Neil Trennan has failed to return to prison in Boston, Lincolnshire, more than 20 years after brutally assaulting a lecturer with a brick in a college toilet while on day release
A manhunt is underway for a “dangerous” rapist who poses a “real danger” to the public after he failed to return to prison – more than two decades after beating a lecturer while on day release.
Neil Trennan, 60, is said to “pose a real danger to members of the public” after he was released for the day from North Sea Camp in Boston, Lincolnshire, on temporary licence, but did not return to his meeting point on Thursday. The prison is a Cat D open establishment. Now the Mirror can reveal he was handed a life sentence in 1991 for raping a woman in Sheffield having first knocked her unconscious using a weight lifting dumbbell.
And in 2002 he slipped away from a prison escort and attacked Sally Rust-Andrews in a toilet at Norwich City College in 2002. Trennan, who was serving a life sentence and on a sex offender treatment programme at Wayland Prison for rape, had fled from his guard after he turned his back momentarily to use a cashpoint. It was only the second day release he had been granted in 12 years in jail.

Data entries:
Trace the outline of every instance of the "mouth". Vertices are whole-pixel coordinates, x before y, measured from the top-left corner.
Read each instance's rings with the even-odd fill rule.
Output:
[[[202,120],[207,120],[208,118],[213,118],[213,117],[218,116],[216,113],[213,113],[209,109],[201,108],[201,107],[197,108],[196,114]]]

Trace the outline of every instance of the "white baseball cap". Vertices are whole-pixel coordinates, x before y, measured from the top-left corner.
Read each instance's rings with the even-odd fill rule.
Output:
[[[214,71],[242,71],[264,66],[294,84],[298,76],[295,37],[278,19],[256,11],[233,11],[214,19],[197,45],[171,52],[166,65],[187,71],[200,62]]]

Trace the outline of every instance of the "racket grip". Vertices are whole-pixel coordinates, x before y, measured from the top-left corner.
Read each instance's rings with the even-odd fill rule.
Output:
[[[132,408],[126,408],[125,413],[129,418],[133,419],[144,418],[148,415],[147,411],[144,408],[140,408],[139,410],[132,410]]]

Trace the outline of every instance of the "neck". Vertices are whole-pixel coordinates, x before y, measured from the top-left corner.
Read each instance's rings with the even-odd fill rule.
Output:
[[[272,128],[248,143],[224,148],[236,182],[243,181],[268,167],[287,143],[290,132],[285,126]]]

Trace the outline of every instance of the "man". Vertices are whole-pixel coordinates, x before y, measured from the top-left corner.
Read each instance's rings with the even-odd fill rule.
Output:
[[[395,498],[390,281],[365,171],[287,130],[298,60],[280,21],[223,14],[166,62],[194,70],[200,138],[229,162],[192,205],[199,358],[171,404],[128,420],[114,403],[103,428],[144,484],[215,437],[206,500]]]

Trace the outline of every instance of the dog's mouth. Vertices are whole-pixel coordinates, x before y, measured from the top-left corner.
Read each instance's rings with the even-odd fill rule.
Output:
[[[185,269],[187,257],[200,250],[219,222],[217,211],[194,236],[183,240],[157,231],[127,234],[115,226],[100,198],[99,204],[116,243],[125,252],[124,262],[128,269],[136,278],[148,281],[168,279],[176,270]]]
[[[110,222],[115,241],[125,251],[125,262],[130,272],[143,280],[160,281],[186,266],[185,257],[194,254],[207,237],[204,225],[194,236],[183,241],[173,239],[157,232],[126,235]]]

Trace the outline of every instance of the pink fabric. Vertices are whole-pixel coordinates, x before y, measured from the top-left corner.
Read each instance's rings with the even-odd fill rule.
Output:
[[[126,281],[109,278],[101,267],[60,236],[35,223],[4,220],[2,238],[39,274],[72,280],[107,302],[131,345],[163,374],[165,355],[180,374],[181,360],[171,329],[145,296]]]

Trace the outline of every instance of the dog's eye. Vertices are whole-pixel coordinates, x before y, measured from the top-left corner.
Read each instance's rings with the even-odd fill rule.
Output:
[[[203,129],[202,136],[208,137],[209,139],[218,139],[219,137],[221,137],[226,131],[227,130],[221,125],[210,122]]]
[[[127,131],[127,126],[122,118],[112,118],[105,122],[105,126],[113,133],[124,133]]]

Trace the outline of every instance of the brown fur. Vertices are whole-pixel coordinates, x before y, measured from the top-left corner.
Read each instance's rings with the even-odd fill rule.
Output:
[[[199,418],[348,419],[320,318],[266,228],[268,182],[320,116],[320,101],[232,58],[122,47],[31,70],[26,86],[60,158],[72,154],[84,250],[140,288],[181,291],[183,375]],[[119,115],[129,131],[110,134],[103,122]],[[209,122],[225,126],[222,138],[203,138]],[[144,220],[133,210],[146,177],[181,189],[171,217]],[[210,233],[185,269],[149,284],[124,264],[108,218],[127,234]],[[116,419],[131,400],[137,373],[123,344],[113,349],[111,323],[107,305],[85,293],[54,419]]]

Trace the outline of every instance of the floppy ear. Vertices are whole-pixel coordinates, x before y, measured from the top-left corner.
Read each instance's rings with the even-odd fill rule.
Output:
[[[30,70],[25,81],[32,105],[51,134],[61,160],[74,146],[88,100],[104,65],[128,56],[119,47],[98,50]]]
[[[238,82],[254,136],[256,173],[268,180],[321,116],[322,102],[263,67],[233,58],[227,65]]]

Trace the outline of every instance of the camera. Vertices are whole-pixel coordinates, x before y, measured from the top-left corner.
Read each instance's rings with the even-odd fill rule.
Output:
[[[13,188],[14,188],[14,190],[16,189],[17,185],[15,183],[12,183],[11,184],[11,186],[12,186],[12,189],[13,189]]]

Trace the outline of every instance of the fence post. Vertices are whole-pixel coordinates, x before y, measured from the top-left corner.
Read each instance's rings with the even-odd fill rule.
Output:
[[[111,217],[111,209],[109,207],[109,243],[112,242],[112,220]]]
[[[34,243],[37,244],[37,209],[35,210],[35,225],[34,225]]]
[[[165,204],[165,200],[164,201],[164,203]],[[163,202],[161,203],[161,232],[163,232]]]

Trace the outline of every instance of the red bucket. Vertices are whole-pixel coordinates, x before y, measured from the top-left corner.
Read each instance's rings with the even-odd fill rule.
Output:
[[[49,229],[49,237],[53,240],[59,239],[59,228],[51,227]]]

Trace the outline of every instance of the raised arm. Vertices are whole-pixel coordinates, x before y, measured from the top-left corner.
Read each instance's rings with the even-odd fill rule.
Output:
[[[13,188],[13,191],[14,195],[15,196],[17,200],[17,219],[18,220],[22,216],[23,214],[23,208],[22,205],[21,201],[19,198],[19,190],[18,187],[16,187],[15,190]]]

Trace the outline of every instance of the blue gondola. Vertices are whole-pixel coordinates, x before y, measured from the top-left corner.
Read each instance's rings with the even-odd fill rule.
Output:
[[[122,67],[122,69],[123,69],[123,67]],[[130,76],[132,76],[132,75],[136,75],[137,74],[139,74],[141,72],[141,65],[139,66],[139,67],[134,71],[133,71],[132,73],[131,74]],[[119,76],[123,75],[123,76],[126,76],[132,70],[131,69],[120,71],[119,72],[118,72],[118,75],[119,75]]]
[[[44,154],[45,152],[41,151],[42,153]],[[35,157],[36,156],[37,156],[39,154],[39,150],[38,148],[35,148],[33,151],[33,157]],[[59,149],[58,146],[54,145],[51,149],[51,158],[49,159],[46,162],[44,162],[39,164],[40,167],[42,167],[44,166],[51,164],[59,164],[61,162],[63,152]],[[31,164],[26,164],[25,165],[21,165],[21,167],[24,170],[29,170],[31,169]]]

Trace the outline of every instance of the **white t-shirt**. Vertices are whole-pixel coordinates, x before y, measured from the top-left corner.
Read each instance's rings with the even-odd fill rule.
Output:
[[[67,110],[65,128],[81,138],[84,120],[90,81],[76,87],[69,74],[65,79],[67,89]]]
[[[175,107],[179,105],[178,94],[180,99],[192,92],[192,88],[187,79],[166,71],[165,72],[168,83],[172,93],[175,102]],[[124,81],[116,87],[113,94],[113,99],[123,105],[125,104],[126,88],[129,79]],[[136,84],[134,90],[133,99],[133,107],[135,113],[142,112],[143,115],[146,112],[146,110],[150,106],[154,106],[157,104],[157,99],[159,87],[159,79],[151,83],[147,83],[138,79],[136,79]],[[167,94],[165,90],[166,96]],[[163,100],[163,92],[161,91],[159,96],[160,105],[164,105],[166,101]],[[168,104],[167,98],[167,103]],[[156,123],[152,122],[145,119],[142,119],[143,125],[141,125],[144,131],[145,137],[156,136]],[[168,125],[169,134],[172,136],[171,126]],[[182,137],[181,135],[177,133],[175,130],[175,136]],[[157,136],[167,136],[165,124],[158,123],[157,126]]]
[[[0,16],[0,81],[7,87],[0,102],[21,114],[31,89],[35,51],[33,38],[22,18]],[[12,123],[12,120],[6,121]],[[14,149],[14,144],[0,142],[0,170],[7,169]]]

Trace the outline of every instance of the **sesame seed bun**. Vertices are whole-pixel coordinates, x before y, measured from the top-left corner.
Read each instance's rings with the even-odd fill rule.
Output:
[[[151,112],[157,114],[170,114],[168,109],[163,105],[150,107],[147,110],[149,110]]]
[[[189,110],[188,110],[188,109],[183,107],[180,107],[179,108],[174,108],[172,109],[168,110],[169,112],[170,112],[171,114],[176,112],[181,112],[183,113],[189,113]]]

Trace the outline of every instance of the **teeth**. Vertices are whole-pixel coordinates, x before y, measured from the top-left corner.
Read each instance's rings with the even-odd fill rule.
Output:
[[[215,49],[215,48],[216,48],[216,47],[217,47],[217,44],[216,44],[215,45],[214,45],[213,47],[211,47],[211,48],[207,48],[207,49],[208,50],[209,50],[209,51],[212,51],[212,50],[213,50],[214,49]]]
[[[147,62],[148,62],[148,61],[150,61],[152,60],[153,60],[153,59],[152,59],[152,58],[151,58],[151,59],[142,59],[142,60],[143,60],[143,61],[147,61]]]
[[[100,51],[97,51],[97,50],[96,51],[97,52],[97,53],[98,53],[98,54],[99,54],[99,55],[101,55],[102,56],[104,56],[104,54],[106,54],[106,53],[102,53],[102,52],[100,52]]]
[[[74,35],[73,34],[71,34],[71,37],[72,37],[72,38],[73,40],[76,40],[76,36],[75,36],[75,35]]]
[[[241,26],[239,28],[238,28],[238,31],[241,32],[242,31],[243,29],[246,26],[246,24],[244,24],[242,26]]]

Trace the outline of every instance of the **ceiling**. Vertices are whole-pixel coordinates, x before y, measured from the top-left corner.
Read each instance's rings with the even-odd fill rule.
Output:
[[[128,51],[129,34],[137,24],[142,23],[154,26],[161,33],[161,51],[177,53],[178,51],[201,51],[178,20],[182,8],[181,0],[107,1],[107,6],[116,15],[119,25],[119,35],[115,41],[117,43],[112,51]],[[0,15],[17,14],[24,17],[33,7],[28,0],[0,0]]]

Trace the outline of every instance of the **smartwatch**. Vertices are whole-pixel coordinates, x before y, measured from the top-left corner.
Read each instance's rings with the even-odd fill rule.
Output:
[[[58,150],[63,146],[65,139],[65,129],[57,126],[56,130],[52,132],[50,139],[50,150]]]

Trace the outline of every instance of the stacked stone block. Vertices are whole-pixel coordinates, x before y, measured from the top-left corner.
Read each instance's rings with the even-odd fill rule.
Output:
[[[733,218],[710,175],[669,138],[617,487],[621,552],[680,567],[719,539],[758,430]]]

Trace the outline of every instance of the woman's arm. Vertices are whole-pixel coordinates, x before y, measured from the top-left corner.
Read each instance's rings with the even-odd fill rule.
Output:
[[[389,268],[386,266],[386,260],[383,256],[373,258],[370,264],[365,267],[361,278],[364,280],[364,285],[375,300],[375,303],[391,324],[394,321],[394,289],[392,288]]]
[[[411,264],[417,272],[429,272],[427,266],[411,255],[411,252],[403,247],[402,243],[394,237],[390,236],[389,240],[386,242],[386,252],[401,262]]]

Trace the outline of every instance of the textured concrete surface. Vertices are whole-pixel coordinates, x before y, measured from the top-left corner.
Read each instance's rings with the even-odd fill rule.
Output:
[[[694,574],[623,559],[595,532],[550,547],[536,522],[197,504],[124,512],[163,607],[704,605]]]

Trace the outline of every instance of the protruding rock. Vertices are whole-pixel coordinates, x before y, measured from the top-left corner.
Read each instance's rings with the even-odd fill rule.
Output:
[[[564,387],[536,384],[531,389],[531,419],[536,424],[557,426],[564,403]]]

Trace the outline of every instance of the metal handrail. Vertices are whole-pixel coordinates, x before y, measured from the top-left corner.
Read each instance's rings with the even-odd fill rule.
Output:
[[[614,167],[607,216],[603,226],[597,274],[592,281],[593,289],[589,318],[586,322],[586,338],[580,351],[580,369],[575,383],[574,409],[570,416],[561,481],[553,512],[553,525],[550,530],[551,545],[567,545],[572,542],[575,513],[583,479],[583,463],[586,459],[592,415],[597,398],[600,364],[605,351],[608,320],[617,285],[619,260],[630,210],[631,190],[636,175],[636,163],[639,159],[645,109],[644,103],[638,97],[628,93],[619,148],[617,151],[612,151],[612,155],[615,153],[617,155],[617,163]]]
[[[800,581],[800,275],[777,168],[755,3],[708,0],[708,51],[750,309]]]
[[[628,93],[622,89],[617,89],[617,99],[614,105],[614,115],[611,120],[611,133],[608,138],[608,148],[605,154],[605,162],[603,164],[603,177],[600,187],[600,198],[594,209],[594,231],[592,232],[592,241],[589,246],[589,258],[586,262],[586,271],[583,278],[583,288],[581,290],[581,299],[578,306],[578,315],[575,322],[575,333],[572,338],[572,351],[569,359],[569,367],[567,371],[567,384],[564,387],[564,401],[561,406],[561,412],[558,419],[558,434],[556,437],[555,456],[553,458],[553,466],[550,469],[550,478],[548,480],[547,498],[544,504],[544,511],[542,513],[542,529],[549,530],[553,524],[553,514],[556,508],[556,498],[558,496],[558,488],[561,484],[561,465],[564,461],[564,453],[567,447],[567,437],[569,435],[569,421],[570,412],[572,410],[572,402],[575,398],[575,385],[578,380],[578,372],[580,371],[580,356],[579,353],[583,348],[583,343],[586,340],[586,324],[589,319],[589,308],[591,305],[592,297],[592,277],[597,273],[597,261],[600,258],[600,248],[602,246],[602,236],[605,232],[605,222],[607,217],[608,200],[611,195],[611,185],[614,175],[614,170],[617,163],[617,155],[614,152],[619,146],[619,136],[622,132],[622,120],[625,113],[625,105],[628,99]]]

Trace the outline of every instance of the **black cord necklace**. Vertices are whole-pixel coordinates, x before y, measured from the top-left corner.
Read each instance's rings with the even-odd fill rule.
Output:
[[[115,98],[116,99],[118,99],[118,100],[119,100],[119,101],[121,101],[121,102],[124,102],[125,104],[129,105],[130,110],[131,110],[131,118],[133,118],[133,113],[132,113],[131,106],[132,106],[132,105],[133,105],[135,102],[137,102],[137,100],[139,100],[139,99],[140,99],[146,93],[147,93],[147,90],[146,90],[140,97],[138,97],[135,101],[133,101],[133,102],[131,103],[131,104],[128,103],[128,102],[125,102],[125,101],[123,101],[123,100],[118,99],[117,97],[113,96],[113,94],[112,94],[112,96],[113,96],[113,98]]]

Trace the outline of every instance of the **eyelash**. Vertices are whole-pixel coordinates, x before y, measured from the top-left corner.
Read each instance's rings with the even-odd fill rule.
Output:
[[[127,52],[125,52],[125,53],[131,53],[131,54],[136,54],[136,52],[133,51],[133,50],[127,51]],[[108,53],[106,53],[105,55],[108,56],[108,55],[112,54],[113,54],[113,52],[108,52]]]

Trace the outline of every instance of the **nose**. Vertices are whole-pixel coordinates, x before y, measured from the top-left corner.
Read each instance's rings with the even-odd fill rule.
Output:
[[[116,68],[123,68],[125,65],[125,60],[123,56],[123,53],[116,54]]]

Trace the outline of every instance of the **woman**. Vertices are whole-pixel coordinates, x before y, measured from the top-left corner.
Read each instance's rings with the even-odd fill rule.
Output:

CHECK YOUR UNDERSTANDING →
1) Translate this sentence from the news article into Spanish: "It was only the second day release he had been granted in 12 years in jail."
2) Write out the passage of the news article between "Neil Trennan, 60, is" and "weight lifting dumbbell.", inclusive, with no changes.
The data above come from a different source than the news article.

ANSWERS FOR THE EXERCISE →
1) Era solo el segundo permiso de salida diurna que se le había concedido en 12 años de cárcel.

2)
Neil Trennan, 60, is said to “pose a real danger to members of the public” after he was released for the day from North Sea Camp in Boston, Lincolnshire, on temporary licence, but did not return to his meeting point on Thursday. The prison is a Cat D open establishment. Now the Mirror can reveal he was handed a life sentence in 1991 for raping a woman in Sheffield having first knocked her unconscious using a weight lifting dumbbell.